**Quoted passage:**
___

Larry Efird: ‘Greatly exaggerated’ death reminder to enjoy every day
Published 12:00 am Tuesday, March 31, 2020
By Larry Efird
A weird, but funny, thing happened the other night.
My principal called my house while my wife and I were watching television. He said his call was awkward, and then he quickly informed me that another staff member told him that she had heard I had passed away.
I looked at my wife and she could hear the conversation. We both smiled and wondered how that someone else knew that but we didn’t! I did wonder, ever so briefly, if maybe that was true and I was on the “other side” but just didn’t realize it yet. I also thought that if dying was as peaceful as that, then I didn’t have anything to worry about.
In the midst of the COVID-19 paranoia and stress, I can only assume how many rumors are circulating about bigger things than my “own passing.” There are much more important things to worry about for sure.
It did make me remember, however, that when I turned 40 a “few years ago” a man pulled up in my driveway and asked if I wanted to buy a burial plot. Really. He appeared out of nowhere while I was mowing my lawn.
I didn’t know burial plot salesmen went door-to-door. I would think burial plots “sell themselves,” as they say.
My wife also reminded me the day after I supposedly had died, how Mark Twain responded to a reporter after a rumor had circulated that he was near death, or dead. Twain is said to have quipped, “The rumors of my death may have been greatly exaggerated.” I can relate.
I’ve also heard from a few students online who were checking up on me to make sure I was “allright.” I tried to assure them that I was; hopefully, others weren’t too disappointed when they found out that was the case.
My wife and I have also had people stop us on the street as we take our daily walk to tell us that they had also “heard the news,” even though I am standing in front of them in the flesh. Although this experience has become humorous, it is also humbling.

___

**What to work on:** Can you return, word for word, the part of the column about the death rumor that opens with the words containing "My principal called" and closes with "about for sure."?

___

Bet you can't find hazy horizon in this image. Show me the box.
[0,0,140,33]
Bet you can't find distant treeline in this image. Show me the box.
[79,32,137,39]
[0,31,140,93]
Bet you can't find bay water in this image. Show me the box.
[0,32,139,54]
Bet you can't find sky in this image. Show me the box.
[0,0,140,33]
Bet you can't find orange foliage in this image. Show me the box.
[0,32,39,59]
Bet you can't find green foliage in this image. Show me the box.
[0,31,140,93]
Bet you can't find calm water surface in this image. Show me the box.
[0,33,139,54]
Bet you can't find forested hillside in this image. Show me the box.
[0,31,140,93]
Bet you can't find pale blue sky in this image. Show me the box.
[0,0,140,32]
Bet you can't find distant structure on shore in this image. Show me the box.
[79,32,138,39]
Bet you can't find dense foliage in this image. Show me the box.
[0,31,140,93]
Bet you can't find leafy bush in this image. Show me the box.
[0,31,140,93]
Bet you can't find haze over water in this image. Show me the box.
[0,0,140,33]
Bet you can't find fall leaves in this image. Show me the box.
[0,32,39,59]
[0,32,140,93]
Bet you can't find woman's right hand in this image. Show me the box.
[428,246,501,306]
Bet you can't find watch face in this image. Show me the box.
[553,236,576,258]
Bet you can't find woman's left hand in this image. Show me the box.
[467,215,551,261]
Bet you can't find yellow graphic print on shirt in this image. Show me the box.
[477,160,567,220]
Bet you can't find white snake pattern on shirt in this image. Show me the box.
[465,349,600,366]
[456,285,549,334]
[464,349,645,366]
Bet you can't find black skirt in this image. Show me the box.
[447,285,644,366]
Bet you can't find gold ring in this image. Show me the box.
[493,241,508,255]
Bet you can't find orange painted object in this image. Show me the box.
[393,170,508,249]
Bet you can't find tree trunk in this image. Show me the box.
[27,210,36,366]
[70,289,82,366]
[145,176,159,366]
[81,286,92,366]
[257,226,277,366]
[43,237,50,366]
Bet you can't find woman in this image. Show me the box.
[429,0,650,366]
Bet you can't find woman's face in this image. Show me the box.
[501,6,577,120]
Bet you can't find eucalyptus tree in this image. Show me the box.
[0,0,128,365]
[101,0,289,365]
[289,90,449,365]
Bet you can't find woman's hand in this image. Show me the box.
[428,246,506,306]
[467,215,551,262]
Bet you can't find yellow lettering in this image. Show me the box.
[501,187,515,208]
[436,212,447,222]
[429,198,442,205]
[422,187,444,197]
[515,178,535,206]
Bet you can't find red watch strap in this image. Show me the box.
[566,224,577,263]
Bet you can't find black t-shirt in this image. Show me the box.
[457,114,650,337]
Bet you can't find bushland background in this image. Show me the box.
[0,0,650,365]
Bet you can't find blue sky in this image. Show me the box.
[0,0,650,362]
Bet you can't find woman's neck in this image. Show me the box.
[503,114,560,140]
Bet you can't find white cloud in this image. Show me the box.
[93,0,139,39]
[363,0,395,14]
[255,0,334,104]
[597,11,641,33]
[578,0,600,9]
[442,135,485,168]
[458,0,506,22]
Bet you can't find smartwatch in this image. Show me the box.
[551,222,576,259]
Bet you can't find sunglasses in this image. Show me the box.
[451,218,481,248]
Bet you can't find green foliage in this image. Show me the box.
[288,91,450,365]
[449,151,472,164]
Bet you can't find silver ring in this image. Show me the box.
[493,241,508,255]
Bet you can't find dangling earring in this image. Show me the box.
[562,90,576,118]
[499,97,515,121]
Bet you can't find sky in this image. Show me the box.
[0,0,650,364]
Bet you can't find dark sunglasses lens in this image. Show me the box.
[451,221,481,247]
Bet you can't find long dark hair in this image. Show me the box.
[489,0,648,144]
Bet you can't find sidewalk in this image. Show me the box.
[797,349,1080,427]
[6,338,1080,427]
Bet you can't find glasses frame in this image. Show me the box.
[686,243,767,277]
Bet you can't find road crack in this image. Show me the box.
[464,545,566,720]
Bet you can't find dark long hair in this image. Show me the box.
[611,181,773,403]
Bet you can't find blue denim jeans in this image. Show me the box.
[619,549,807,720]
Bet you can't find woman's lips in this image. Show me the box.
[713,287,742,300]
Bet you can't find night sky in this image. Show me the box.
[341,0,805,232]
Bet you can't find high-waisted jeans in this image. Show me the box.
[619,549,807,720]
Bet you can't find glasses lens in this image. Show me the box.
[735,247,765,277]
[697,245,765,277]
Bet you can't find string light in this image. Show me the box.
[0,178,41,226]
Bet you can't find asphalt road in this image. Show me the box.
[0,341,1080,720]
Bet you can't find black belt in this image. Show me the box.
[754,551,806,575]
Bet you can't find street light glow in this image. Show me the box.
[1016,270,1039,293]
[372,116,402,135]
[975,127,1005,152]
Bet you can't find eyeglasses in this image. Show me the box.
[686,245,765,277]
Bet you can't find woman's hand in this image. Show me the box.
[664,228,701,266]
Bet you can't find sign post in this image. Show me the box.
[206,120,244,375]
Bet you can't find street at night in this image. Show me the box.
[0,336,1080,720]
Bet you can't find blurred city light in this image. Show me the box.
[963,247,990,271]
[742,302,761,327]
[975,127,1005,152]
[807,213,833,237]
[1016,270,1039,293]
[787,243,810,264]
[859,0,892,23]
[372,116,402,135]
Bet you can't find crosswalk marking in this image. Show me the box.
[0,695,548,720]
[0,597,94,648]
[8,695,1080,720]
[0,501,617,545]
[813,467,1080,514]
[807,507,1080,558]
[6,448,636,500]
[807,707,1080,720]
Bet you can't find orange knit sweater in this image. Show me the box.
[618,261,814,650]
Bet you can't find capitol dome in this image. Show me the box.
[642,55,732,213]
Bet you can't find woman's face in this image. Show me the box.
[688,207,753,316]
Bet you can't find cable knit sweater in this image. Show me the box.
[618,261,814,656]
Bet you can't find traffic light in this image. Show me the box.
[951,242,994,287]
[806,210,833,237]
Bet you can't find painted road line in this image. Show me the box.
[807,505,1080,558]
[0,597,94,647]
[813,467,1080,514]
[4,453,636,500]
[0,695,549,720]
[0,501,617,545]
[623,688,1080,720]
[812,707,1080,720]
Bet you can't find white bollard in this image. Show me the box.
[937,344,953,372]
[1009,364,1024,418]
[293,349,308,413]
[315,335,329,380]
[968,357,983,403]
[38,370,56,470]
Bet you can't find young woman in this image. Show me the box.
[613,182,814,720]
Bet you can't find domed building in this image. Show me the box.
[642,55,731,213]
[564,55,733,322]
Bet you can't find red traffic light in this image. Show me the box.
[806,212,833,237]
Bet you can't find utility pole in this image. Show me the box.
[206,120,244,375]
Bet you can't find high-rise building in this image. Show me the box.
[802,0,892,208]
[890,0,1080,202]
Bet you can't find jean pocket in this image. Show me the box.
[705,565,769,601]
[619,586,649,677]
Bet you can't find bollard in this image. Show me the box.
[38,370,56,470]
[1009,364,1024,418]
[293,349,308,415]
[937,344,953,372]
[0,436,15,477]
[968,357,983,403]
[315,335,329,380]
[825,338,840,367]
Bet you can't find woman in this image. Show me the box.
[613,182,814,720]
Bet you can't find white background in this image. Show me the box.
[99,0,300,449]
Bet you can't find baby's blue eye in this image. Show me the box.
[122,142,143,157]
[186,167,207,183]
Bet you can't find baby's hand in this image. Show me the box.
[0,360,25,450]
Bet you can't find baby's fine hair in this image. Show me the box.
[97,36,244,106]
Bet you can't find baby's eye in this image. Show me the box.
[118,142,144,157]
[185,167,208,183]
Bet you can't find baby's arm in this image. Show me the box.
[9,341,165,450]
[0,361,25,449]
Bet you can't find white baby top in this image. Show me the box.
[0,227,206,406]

___

**Response to the task:**
My principal called my house while my wife and I were watching television. He said his call was awkward, and then he quickly informed me that another staff member told him that she had heard I had passed away.
I looked at my wife and she could hear the conversation. We both smiled and wondered how that someone else knew that but we didn’t! I did wonder, ever so briefly, if maybe that was true and I was on the “other side” but just didn’t realize it yet. I also thought that if dying was as peaceful as that, then I didn’t have anything to worry about.
In the midst of the COVID-19 paranoia and stress, I can only assume how many rumors are circulating about bigger things than my “own passing.” There are much more important things to worry about for sure.